» **The request**: Set out every line of the records below as a Markdown table with two columns, Row for the row number and Line for the line itself, leaving out any blank lines.
-------- Input records
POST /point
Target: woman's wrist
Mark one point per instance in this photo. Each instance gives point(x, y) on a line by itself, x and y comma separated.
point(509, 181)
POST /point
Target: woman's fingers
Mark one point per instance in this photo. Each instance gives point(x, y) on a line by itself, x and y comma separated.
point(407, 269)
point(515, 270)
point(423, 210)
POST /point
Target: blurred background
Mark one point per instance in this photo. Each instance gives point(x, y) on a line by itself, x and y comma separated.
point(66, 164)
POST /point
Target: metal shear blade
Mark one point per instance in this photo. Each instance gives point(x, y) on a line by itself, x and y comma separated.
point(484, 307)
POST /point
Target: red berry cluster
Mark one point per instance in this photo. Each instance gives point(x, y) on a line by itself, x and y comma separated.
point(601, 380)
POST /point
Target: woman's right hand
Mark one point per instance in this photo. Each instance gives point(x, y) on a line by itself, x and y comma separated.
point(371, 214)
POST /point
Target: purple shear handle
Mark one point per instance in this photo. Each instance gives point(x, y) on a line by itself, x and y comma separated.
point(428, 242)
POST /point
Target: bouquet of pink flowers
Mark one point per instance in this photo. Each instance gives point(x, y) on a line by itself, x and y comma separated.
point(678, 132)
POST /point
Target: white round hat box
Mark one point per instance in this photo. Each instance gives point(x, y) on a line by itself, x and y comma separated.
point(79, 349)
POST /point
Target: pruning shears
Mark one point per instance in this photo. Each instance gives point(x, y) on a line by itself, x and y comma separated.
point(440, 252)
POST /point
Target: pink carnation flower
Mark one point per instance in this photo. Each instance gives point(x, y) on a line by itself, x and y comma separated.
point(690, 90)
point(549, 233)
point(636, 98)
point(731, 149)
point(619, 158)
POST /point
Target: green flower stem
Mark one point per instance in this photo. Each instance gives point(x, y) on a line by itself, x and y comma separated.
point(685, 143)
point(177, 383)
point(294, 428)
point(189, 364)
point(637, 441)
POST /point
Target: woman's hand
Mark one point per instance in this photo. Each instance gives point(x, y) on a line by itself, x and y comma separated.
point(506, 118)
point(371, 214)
----------------
» **Task answer**:
| Row | Line |
|---|---|
| 1 | POST /point |
| 2 | Target: woman's wrist |
| 3 | Mark one point per instance in this photo. Each instance gives point(x, y) on a line by itself, x and y comma separated. |
| 4 | point(509, 181) |
| 5 | POST /point |
| 6 | Target: woman's fingers |
| 7 | Mark one point per instance in this photo. Each instance gives point(x, y) on a line by itself, x and y comma separated. |
| 8 | point(407, 269) |
| 9 | point(515, 270) |
| 10 | point(423, 210) |
| 11 | POST /point |
| 12 | Target: blurred background |
| 13 | Mark one point per instance in this photo. Each instance gives point(x, y) on a line by itself, x and y comma separated. |
| 14 | point(66, 164) |
| 15 | POST /point |
| 16 | Target: metal shear blade |
| 17 | Mark one point per instance in this photo. Each instance gives point(x, y) on a line by itself, x and y comma separated. |
| 18 | point(484, 307) |
| 19 | POST /point |
| 20 | Target: red berry cluster |
| 21 | Mark one point per instance in this photo. Each instance gives point(x, y) on a line by itself, x and y comma separated. |
| 22 | point(601, 380) |
| 23 | POST /point |
| 24 | Target: woman's right hand |
| 25 | Mark one point per instance in this photo. Each instance gives point(x, y) on a line by itself, x and y comma separated. |
| 26 | point(371, 214) |
| 27 | POST /point |
| 28 | Target: purple shear handle |
| 29 | Mark one point per instance in this photo. Each instance gives point(x, y) on a line by itself, x and y comma separated. |
| 30 | point(428, 242) |
| 31 | POST /point |
| 32 | Target: bouquet of pink flowers |
| 33 | Mark one point per instance in this photo. Each instance gives point(x, y) on a line by itself, x and y comma separated. |
| 34 | point(678, 132) |
| 35 | POST /point |
| 36 | Target: white round hat box |
| 37 | Mark one point per instance in this photo. Each instance gives point(x, y) on a line by itself, x and y comma separated. |
| 38 | point(79, 349) |
| 39 | POST /point |
| 40 | Target: pruning shears |
| 41 | Mark one point per instance in this photo. Each instance gives point(x, y) on a line by itself, x and y comma separated. |
| 42 | point(440, 252) |
| 43 | POST /point |
| 44 | Target: pink carnation flower |
| 45 | Mark one point per instance in this photo. Each instance gives point(x, y) on a line by itself, x and y comma separated. |
| 46 | point(690, 90) |
| 47 | point(549, 233) |
| 48 | point(636, 98) |
| 49 | point(731, 149) |
| 50 | point(619, 158) |
| 51 | POST /point |
| 52 | Target: green flower stem |
| 53 | Mark one point per instance in this photo. Each instance gives point(x, y) on a line by itself, x and y comma separated. |
| 54 | point(685, 143) |
| 55 | point(177, 383) |
| 56 | point(294, 428) |
| 57 | point(189, 364) |
| 58 | point(637, 441) |
| 59 | POST /point |
| 60 | Target: woman's hand |
| 61 | Mark one point per instance in this photo. Each instance gives point(x, y) on a line by itself, x and y comma separated. |
| 62 | point(506, 118) |
| 63 | point(371, 214) |